**WORK INSTRUCTIONS:**
Every entry, from the first to the last, should be written out exactly.

**WORKING DATA:**
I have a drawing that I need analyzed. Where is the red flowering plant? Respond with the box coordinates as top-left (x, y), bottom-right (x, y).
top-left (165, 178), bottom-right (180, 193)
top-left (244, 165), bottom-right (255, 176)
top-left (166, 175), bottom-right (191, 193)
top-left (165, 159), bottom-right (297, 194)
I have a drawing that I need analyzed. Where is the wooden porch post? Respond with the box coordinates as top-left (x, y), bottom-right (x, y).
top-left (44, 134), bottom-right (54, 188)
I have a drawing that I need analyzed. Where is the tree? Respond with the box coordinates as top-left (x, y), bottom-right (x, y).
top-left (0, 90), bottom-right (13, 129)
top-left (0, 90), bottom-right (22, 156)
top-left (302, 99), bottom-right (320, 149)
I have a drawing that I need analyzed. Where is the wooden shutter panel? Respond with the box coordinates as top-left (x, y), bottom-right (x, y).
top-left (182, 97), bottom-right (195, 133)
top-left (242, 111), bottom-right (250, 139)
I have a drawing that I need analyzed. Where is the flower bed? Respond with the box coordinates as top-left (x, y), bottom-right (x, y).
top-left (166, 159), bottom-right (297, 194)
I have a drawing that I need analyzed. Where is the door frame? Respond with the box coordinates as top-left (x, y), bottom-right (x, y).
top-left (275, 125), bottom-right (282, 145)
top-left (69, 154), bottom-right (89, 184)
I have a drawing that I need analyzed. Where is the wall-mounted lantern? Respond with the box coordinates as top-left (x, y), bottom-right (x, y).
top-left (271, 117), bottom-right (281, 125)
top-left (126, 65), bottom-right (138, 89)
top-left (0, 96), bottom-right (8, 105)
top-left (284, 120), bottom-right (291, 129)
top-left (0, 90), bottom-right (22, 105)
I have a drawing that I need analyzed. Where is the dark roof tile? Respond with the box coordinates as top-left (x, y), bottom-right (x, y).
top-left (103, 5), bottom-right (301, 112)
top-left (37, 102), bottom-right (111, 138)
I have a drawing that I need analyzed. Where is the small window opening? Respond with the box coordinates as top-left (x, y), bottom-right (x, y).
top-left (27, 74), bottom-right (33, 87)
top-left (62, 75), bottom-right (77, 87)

**SOLUTION FOR THIS EXERCISE:**
I have a drawing that I need analyzed. Where is the red flowering plant? Respond with the box coordinates as top-left (x, y), bottom-right (x, y).
top-left (165, 178), bottom-right (180, 193)
top-left (244, 165), bottom-right (255, 176)
top-left (166, 175), bottom-right (191, 193)
top-left (165, 159), bottom-right (297, 194)
I have a drawing that I need analyzed. Where is the wooden porch post? Respond with the box coordinates as top-left (x, y), bottom-right (x, y).
top-left (44, 134), bottom-right (54, 188)
I have a drawing that I need analyzed. Where is the tree? Respond with the box coordinates as top-left (x, y), bottom-right (x, y).
top-left (0, 90), bottom-right (13, 129)
top-left (0, 90), bottom-right (22, 156)
top-left (302, 99), bottom-right (320, 149)
I have a drawing that I need analyzed. Where is the wooden shutter panel? Respond with the box coordinates as top-left (x, y), bottom-right (x, y).
top-left (182, 97), bottom-right (195, 133)
top-left (242, 111), bottom-right (250, 139)
I have a drawing that I need analyzed. Where is the flower bed? Respond with the box coordinates as top-left (x, y), bottom-right (x, y).
top-left (166, 159), bottom-right (297, 194)
I have a drawing that I need analyzed. Where is the door frame? Respond with the box coordinates as top-left (x, y), bottom-right (x, y).
top-left (275, 125), bottom-right (282, 145)
top-left (69, 154), bottom-right (89, 184)
I have a drawing that I need analyzed. Where is the wall-mounted lantern? Respond with the box coordinates as top-left (x, y), bottom-right (x, y).
top-left (271, 117), bottom-right (281, 125)
top-left (126, 65), bottom-right (138, 89)
top-left (0, 96), bottom-right (8, 105)
top-left (284, 120), bottom-right (291, 129)
top-left (0, 90), bottom-right (22, 105)
I have a drawing that I need analyzed. Where is the dark roof tile? Respond with the box coordinates as top-left (x, y), bottom-right (x, y).
top-left (103, 5), bottom-right (301, 112)
top-left (37, 102), bottom-right (111, 138)
I have a drawing that I need analyzed. Where is the small window opening? Respond with the box coordinates as top-left (x, y), bottom-right (x, y).
top-left (27, 74), bottom-right (33, 87)
top-left (62, 75), bottom-right (77, 87)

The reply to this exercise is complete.